## OBJECTIVE:
Return every line of the material exactly.

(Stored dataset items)
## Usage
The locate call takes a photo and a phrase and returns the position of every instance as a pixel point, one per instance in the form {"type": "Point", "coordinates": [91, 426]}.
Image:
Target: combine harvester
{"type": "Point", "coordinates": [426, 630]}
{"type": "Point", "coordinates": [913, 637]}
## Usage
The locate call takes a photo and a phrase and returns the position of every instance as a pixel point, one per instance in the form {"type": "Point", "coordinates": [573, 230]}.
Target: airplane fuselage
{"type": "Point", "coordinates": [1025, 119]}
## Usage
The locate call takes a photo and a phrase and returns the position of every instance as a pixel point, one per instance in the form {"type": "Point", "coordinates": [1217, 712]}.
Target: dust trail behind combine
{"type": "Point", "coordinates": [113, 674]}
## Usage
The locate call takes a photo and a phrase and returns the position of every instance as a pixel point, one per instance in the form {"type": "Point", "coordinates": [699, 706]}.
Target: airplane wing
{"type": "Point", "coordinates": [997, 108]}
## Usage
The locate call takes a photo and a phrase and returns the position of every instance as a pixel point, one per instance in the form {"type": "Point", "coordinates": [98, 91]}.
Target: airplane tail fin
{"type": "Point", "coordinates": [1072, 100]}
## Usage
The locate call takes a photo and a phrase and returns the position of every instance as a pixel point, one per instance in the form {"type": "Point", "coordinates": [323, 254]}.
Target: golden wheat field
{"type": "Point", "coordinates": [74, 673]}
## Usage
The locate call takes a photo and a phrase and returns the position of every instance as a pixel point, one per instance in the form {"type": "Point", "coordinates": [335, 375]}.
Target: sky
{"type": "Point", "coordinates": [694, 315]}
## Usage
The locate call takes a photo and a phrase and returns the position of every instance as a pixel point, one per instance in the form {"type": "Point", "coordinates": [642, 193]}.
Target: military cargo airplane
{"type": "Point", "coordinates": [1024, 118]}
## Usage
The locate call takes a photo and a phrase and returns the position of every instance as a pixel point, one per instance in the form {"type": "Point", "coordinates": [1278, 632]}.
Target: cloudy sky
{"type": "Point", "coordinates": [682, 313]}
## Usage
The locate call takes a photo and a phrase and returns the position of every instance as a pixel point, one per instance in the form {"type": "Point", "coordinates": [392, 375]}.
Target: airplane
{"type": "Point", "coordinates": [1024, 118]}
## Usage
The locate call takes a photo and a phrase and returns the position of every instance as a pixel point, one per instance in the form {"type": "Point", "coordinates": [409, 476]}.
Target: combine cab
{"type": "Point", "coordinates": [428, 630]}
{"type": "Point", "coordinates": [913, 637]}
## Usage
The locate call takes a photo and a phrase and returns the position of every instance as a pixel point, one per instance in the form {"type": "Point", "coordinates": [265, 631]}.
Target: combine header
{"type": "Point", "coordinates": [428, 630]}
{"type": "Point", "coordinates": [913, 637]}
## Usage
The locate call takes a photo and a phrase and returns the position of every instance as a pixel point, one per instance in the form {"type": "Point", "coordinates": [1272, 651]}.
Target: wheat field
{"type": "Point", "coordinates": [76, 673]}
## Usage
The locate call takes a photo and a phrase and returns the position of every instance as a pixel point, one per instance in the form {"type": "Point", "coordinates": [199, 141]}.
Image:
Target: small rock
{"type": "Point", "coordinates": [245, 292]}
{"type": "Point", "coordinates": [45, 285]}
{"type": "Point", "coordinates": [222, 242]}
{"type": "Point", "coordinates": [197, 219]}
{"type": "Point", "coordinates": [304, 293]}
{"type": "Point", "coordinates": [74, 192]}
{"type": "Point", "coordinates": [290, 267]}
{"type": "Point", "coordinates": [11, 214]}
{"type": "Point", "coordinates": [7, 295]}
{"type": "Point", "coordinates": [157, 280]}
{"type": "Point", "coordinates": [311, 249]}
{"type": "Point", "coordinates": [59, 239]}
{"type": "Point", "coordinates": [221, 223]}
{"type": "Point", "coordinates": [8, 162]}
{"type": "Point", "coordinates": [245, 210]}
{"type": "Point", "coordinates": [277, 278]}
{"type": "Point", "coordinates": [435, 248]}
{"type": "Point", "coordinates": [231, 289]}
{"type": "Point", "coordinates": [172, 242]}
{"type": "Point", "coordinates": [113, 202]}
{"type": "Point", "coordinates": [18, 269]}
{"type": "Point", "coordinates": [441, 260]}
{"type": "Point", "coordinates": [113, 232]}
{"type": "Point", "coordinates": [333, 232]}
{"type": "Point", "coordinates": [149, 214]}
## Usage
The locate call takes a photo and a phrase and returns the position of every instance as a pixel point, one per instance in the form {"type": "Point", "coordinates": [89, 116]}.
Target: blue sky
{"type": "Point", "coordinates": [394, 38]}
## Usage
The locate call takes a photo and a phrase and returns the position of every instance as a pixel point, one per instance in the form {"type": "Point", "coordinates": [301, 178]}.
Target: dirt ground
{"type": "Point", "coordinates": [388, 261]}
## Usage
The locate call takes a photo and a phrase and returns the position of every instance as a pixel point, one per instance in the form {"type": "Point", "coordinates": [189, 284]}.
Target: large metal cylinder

## RESPONSE:
## Usage
The locate call takes a photo and a phrase and returns the position of every instance as a pixel point, one per instance in the form {"type": "Point", "coordinates": [91, 426]}.
Image:
Target: combine harvester
{"type": "Point", "coordinates": [426, 630]}
{"type": "Point", "coordinates": [913, 637]}
## Usage
The locate call takes a photo and a phrase and returns the position of every instance as a pixel point, one per instance in the form {"type": "Point", "coordinates": [573, 230]}.
Target: airplane fuselage
{"type": "Point", "coordinates": [1025, 119]}
## Usage
The locate call takes a photo and a phrase and returns the position of every instance as a pixel point, one per instance in the form {"type": "Point", "coordinates": [1217, 712]}.
Target: dust trail behind combine
{"type": "Point", "coordinates": [113, 674]}
## Usage
The locate call takes a photo and a phrase and returns the position of every instance as a pixel point, one per instance in the form {"type": "Point", "coordinates": [699, 706]}.
Target: airplane wing
{"type": "Point", "coordinates": [997, 108]}
## Usage
The locate call takes a photo and a phrase and returns the position of every instance as a pixel point, one per instance in the form {"type": "Point", "coordinates": [98, 91]}.
Target: airplane tail fin
{"type": "Point", "coordinates": [1072, 100]}
## Usage
The locate call takes a photo and a phrase and returns the position of every instance as a pixel point, one per instance in the form {"type": "Point", "coordinates": [323, 254]}.
Target: golden wheat field
{"type": "Point", "coordinates": [74, 673]}
## Usage
The locate call takes a photo and a phrase and returns the position of every instance as a pixel point, one per instance in the form {"type": "Point", "coordinates": [335, 375]}.
Target: sky
{"type": "Point", "coordinates": [694, 315]}
## Usage
The locate call takes a photo and a phrase and returns the position of every instance as a pixel point, one per instance in the form {"type": "Point", "coordinates": [642, 193]}.
Target: military cargo airplane
{"type": "Point", "coordinates": [1024, 118]}
## Usage
The locate call takes a photo and a phrase and returns the position of every instance as a pixel point, one per instance in the form {"type": "Point", "coordinates": [1278, 632]}.
Target: cloudy sky
{"type": "Point", "coordinates": [682, 313]}
## Usage
The locate call takes a photo and a phrase and returns the position of every instance as a pixel point, one per instance in the form {"type": "Point", "coordinates": [392, 375]}.
Target: airplane
{"type": "Point", "coordinates": [1024, 118]}
## Usage
The locate call takes a photo and a phrase and returns the position of every instance as a pixel point, one per instance in the form {"type": "Point", "coordinates": [409, 476]}.
Target: combine cab
{"type": "Point", "coordinates": [428, 630]}
{"type": "Point", "coordinates": [913, 637]}
## Usage
The locate call takes a photo and a phrase and returns the position of every instance as a pixel point, one per instance in the form {"type": "Point", "coordinates": [265, 631]}.
Target: combine header
{"type": "Point", "coordinates": [428, 630]}
{"type": "Point", "coordinates": [913, 637]}
## Usage
The locate call takes a photo and a phrase and returns the position of every instance as a pixel point, one per instance in the form {"type": "Point", "coordinates": [1272, 651]}.
Target: wheat field
{"type": "Point", "coordinates": [76, 673]}
## Usage
The locate call takes a photo and a phrase and returns the position of every instance as a pixel point, one per instance in the form {"type": "Point", "coordinates": [199, 141]}.
Image:
Target: small rock
{"type": "Point", "coordinates": [245, 292]}
{"type": "Point", "coordinates": [45, 285]}
{"type": "Point", "coordinates": [222, 242]}
{"type": "Point", "coordinates": [197, 219]}
{"type": "Point", "coordinates": [304, 293]}
{"type": "Point", "coordinates": [74, 192]}
{"type": "Point", "coordinates": [290, 267]}
{"type": "Point", "coordinates": [11, 214]}
{"type": "Point", "coordinates": [7, 295]}
{"type": "Point", "coordinates": [157, 280]}
{"type": "Point", "coordinates": [311, 249]}
{"type": "Point", "coordinates": [59, 239]}
{"type": "Point", "coordinates": [221, 223]}
{"type": "Point", "coordinates": [8, 162]}
{"type": "Point", "coordinates": [245, 210]}
{"type": "Point", "coordinates": [277, 278]}
{"type": "Point", "coordinates": [435, 248]}
{"type": "Point", "coordinates": [231, 289]}
{"type": "Point", "coordinates": [172, 242]}
{"type": "Point", "coordinates": [113, 202]}
{"type": "Point", "coordinates": [18, 269]}
{"type": "Point", "coordinates": [441, 260]}
{"type": "Point", "coordinates": [113, 232]}
{"type": "Point", "coordinates": [333, 232]}
{"type": "Point", "coordinates": [149, 214]}
## Usage
The locate call takes a photo and a phrase and returns the position of every instance as a pixel point, one per instance in the form {"type": "Point", "coordinates": [89, 116]}.
Target: blue sky
{"type": "Point", "coordinates": [394, 38]}
## Usage
The locate call takes a photo and a phrase and returns the position of every instance as a pixel point, one per instance in the form {"type": "Point", "coordinates": [301, 178]}.
Target: dirt ground
{"type": "Point", "coordinates": [388, 261]}
## Usage
The locate call takes a photo and a phrase and returns the position of every instance as a pixel point, one per instance in the form {"type": "Point", "coordinates": [189, 284]}.
Target: large metal cylinder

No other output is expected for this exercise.